'''

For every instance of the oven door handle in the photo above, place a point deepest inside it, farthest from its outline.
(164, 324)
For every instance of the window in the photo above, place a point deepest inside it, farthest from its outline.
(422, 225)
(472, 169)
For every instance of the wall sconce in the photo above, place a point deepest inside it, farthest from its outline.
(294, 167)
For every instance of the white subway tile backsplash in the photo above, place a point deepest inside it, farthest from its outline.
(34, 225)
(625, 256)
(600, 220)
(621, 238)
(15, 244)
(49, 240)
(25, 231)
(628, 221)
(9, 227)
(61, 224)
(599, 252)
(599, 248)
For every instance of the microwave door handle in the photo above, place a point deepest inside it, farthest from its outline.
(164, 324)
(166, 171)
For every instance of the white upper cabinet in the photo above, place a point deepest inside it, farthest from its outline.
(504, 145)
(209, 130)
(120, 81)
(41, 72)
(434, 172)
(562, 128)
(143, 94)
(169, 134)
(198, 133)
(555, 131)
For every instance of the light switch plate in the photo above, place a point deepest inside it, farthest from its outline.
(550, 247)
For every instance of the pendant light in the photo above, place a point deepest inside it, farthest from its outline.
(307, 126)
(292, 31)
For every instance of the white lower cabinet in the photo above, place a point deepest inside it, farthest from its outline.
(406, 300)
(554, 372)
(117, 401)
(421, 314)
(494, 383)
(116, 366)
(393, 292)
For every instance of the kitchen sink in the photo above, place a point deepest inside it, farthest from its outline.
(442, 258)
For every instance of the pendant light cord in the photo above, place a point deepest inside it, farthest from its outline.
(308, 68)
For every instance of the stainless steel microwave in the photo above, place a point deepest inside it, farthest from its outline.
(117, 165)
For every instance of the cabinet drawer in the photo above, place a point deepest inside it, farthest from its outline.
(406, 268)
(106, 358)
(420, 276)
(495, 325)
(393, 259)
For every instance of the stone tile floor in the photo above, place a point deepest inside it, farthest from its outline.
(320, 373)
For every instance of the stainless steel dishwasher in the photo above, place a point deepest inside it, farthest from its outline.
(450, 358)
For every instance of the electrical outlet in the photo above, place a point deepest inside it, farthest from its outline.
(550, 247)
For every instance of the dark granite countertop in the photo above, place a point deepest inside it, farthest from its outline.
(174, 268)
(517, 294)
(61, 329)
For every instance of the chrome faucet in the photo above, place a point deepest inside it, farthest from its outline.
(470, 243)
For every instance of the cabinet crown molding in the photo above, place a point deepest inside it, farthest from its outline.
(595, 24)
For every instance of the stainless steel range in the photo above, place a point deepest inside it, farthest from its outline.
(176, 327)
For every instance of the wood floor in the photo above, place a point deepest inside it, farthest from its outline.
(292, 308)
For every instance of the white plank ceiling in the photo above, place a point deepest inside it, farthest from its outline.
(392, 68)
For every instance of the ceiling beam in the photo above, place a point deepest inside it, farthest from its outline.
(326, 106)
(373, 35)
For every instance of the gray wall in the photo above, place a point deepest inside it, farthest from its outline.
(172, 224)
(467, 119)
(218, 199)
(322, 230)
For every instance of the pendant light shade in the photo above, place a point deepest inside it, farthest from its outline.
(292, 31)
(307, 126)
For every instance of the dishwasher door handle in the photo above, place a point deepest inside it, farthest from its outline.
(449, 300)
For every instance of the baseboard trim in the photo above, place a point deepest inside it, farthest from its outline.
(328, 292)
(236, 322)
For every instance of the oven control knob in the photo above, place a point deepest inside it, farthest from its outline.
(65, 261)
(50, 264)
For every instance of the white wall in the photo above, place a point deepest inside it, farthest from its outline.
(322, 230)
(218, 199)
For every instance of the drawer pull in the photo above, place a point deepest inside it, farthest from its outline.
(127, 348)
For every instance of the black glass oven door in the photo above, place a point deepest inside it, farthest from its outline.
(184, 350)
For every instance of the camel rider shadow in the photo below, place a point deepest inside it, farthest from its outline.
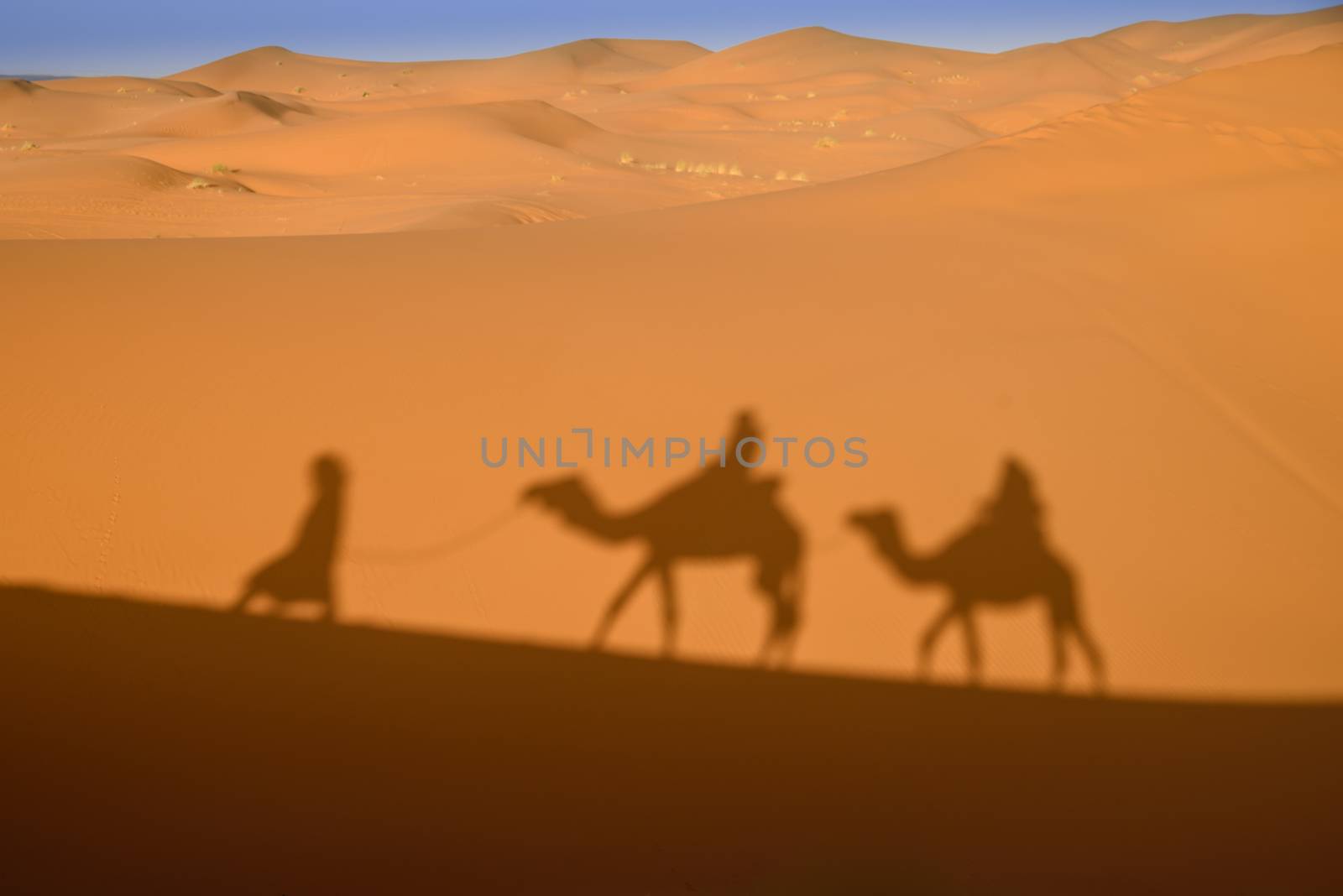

'''

# [Directive]
Give the material above as a Markdown table with the columns "Number" and "Line": one row per line, numbered in order, with blank lines left out. Leave out the pictures.

# [Exercise response]
| Number | Line |
|---|---|
| 1 | For every instance of the oven door handle in the photo above, place a point deepest inside it, farthest from its outline. |
| 2 | (164, 324) |
| 3 | For every instance of the window in the photo above, place a point deepest inside it, farthest from its outline. |
| 4 | (422, 225) |
| 5 | (472, 169) |
| 6 | For every instance of the wall sconce in the photo above, place a point deepest inside it, farthest from its outline. |
| 7 | (294, 167) |
| 8 | For every instance of the white subway tile backsplash in the photo above, place a point deepest inside it, farthest from its outline. |
| 9 | (34, 225) |
| 10 | (625, 256) |
| 11 | (600, 220) |
| 12 | (621, 238) |
| 13 | (15, 244) |
| 14 | (49, 240) |
| 15 | (25, 231) |
| 16 | (628, 221) |
| 17 | (9, 227) |
| 18 | (61, 224) |
| 19 | (599, 252) |
| 20 | (599, 248) |
| 21 | For every instance of the microwave door handle in the photo above, place a point deepest inside it, farthest from its outline. |
| 22 | (164, 324) |
| 23 | (166, 171) |
| 24 | For every instance of the white upper cabinet in the photo above, place a point deepest inside it, farthest from its outline. |
| 25 | (504, 145) |
| 26 | (209, 130) |
| 27 | (120, 81) |
| 28 | (41, 72) |
| 29 | (434, 172) |
| 30 | (562, 128) |
| 31 | (143, 94) |
| 32 | (169, 134) |
| 33 | (198, 133) |
| 34 | (555, 131) |
| 35 | For every instance of the light switch plate in the photo above, place a point deepest inside it, farthest from its outline. |
| 36 | (550, 247) |
| 37 | For every instance of the pendant light in the photo above, place a point deepest inside it, farthest from its outline. |
| 38 | (307, 126) |
| 39 | (292, 31) |
| 40 | For every instance of the white lower cabinet in the photo above, place a point deepest inside it, farthest from its outline. |
| 41 | (406, 300) |
| 42 | (554, 372) |
| 43 | (117, 401) |
| 44 | (421, 314) |
| 45 | (494, 383) |
| 46 | (116, 366) |
| 47 | (393, 292) |
| 48 | For every instance of the kitchen sink in the photo above, place a point deepest inside it, farthest from its outline. |
| 49 | (442, 258) |
| 50 | For every instance of the pendant light cord in the photo above, place a point deepest inside it, farthest from its outline. |
| 51 | (308, 68) |
| 52 | For every instance of the stainless steel microwave in the photo above, place a point deepest inside it, farthest from its outline. |
| 53 | (117, 165) |
| 54 | For every instance of the cabinet drawer in the photo above, place a point deepest inside it, farthest from its outline. |
| 55 | (406, 268) |
| 56 | (106, 358) |
| 57 | (420, 276) |
| 58 | (495, 325) |
| 59 | (393, 259) |
| 60 | For every instance of the stone tile floor in the photo above, place a point deepest inside it, farthest from its outline. |
| 61 | (320, 373) |
| 62 | For every instance of the stainless steel dishwasher in the photo above, place a point deepest inside it, farthest from its outline. |
| 63 | (450, 358) |
| 64 | For every instance of the electrical outlet in the photo above, place a point deepest inside it, farthest from its outline. |
| 65 | (550, 247) |
| 66 | For every instance of the dark granite countertop in the photo above, place a point deepest inside it, farthest from its outline. |
| 67 | (174, 268) |
| 68 | (517, 294) |
| 69 | (61, 329) |
| 70 | For every instance of the chrome faucet in the photo above, place a point deepest inside it, farthest from its outline. |
| 71 | (470, 243) |
| 72 | For every instance of the cabinet crown molding in the photo above, place a point deepest inside it, farthest from its outline. |
| 73 | (595, 24) |
| 74 | For every instance of the stainless steel range in the photo above, place a point deepest inside it, farthest from its outline. |
| 75 | (176, 327) |
| 76 | For every instance of the wood floor in the photo above, place a point deepest inside it, farthest from its outline. |
| 77 | (292, 308) |
| 78 | For every instance of the white plank ceiling in the photo above, place a point deepest inside it, farthest from its outline. |
| 79 | (392, 68) |
| 80 | For every instance of the ceiling beam in the photo above, place a point deepest inside it, farthest from its outline. |
| 81 | (326, 106) |
| 82 | (373, 35) |
| 83 | For every instance of the gray wall in the photo above, place a point deepest inside it, farthest from its outline. |
| 84 | (172, 224) |
| 85 | (467, 119) |
| 86 | (218, 199) |
| 87 | (322, 230) |
| 88 | For every instance of the pendant light shade in the photo above, place a point deepest inside it, farthest from its outline. |
| 89 | (292, 31) |
| 90 | (307, 126) |
| 91 | For every instance of the dishwasher door handle in the photo above, place a point deepest inside it, farthest from its outline. |
| 92 | (449, 300) |
| 93 | For every instance of the baseboard trim in the photo above, place a point deepest inside it, farthest from its outline. |
| 94 | (328, 292) |
| 95 | (236, 322) |
| 96 | For every instance of the oven control knob in the photo above, place a point deepest inside it, farthest from its outline. |
| 97 | (65, 261) |
| 98 | (50, 264) |
| 99 | For every instance of the white wall in the photo above, place a point deepest inside it, farthest from its outline. |
| 100 | (322, 230) |
| 101 | (218, 199) |
| 102 | For every instance of the drawer pull in the photo above, place a point deepest inside it, farthest from its outline. |
| 103 | (127, 348) |
| 104 | For every instance of the black glass oven door in the photo above, place a point deepest inside it, farthest from its outline. |
| 105 | (184, 350) |
| 106 | For every instance of the camel rider shadow in the photo below, place a point deepest inside it, farthest from its outline. |